* begin *
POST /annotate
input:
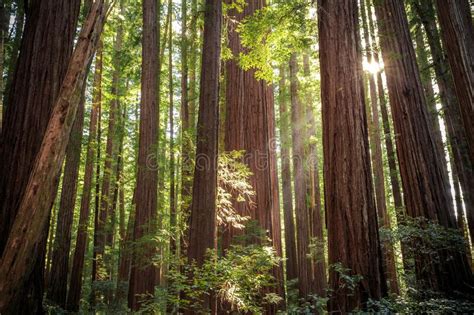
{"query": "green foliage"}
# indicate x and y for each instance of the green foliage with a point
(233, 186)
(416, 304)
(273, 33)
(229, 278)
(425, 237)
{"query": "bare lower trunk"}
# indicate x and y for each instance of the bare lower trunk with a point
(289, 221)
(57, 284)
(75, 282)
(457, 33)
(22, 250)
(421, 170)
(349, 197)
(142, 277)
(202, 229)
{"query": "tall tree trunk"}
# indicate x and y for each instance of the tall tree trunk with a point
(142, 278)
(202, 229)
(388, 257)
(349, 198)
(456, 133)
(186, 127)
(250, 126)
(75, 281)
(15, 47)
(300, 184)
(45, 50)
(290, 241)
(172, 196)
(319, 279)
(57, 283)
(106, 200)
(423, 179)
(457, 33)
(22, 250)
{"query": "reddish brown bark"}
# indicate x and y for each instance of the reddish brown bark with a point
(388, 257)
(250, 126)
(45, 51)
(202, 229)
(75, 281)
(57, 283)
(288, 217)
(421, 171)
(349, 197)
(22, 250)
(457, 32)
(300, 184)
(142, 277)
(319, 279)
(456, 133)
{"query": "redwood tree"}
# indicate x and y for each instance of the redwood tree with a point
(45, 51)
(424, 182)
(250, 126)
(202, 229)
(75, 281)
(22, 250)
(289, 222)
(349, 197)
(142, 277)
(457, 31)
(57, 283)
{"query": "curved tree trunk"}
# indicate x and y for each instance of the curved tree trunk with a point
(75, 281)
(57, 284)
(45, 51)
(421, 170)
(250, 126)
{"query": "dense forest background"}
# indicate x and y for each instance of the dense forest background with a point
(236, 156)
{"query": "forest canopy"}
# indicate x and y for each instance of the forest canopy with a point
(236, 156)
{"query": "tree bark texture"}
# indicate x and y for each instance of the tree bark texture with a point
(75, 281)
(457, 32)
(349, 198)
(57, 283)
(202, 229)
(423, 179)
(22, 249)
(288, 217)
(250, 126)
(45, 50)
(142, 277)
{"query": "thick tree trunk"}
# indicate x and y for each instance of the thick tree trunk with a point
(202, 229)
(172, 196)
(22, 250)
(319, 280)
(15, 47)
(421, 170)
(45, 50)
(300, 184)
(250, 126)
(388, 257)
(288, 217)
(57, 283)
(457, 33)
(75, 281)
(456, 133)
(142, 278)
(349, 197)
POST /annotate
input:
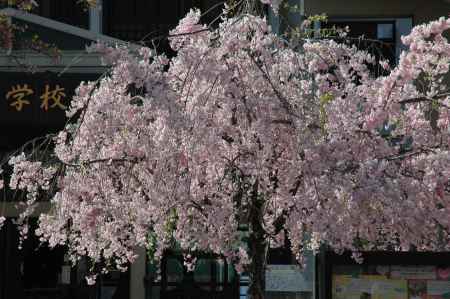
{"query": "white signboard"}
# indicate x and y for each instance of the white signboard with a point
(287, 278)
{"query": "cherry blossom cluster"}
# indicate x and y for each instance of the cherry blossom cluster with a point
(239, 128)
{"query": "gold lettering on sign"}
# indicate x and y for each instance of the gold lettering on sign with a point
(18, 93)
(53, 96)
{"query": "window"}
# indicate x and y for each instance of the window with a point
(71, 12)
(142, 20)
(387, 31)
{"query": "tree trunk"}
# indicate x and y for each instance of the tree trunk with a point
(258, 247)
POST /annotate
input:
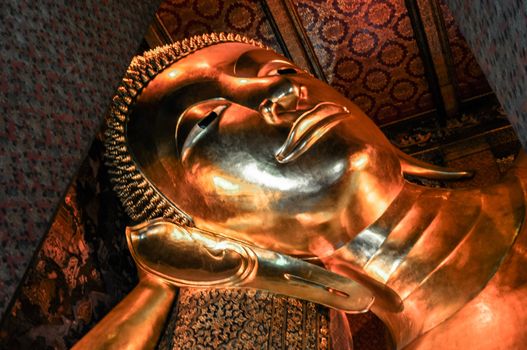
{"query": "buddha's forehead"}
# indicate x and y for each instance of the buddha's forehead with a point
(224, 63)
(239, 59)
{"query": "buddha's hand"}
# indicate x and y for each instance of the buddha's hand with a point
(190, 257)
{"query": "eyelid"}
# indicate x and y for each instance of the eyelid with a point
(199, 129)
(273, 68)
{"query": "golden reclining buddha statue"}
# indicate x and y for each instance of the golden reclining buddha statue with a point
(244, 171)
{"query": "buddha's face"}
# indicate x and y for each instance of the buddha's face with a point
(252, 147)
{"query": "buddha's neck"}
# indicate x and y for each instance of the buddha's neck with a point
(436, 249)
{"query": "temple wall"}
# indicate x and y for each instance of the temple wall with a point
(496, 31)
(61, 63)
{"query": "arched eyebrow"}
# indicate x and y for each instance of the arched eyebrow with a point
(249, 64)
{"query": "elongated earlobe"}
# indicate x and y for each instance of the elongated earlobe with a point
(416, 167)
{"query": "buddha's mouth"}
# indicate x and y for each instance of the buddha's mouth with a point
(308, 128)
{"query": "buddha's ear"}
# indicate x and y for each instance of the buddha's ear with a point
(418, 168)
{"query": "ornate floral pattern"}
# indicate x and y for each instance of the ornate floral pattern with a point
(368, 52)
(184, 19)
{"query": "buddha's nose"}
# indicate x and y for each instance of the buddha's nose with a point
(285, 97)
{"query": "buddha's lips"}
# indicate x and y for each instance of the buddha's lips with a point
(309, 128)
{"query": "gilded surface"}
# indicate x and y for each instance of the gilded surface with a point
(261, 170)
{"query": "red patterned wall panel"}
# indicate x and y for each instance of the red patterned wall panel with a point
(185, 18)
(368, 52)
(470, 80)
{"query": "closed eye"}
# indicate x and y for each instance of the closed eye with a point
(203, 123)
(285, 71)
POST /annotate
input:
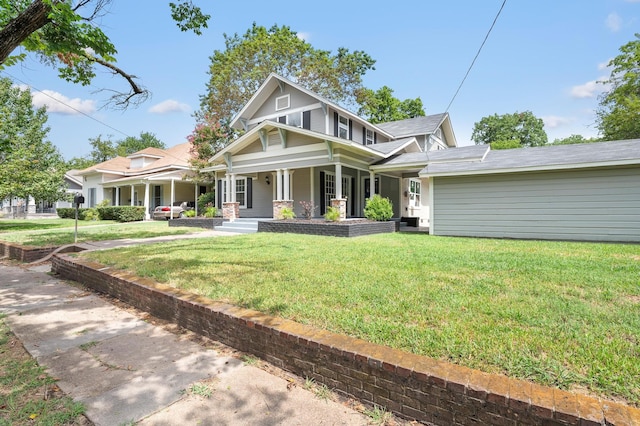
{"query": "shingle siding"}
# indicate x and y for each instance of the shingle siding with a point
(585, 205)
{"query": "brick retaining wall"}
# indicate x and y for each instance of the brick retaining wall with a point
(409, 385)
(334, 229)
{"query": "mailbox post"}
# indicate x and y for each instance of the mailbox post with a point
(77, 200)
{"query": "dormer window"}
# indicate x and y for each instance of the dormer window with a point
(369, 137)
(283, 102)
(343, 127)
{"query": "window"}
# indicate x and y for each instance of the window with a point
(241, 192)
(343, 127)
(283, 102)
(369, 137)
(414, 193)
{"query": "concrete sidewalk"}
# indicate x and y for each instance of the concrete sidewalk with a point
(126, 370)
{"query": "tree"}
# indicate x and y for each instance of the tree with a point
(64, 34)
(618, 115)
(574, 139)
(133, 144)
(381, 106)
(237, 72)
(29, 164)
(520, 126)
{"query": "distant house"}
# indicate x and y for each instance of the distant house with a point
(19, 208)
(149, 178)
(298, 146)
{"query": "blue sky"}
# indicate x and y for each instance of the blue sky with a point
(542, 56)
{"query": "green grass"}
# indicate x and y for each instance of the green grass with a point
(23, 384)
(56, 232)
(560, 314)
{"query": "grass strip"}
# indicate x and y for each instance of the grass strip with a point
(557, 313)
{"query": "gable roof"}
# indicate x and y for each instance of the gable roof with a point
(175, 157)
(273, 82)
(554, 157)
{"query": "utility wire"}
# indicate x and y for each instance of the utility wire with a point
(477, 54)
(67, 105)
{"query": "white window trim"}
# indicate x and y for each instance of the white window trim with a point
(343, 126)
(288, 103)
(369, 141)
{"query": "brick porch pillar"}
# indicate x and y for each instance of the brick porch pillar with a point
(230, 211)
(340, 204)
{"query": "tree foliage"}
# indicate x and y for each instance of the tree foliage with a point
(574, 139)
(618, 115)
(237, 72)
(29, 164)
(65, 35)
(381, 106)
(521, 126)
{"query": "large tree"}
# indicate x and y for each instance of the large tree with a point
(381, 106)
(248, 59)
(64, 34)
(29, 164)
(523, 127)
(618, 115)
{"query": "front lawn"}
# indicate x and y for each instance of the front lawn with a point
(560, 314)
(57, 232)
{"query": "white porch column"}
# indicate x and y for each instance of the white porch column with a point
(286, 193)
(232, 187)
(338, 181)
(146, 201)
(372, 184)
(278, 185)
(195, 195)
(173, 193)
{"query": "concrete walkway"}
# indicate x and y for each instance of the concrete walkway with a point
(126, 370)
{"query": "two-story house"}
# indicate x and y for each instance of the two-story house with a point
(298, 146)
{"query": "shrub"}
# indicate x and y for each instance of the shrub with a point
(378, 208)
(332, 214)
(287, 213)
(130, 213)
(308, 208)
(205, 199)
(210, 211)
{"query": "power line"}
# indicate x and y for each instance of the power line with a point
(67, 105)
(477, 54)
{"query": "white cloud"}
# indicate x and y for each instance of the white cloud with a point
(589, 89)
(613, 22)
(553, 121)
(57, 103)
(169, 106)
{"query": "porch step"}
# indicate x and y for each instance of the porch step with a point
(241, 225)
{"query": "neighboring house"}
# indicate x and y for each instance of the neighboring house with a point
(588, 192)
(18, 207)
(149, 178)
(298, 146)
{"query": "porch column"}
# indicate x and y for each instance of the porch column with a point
* end *
Gather each line of the listing above that contains the string "house".

_SOLVED EXERCISE_:
{"query": "distant house"}
# indicate x and y for each instance of the distant house with a point
{"query": "two-story house"}
# indicate x and y for each instance of the two-story house with a point
{"query": "neighboring house"}
# indicate x and y for each instance of the neighboring house with a point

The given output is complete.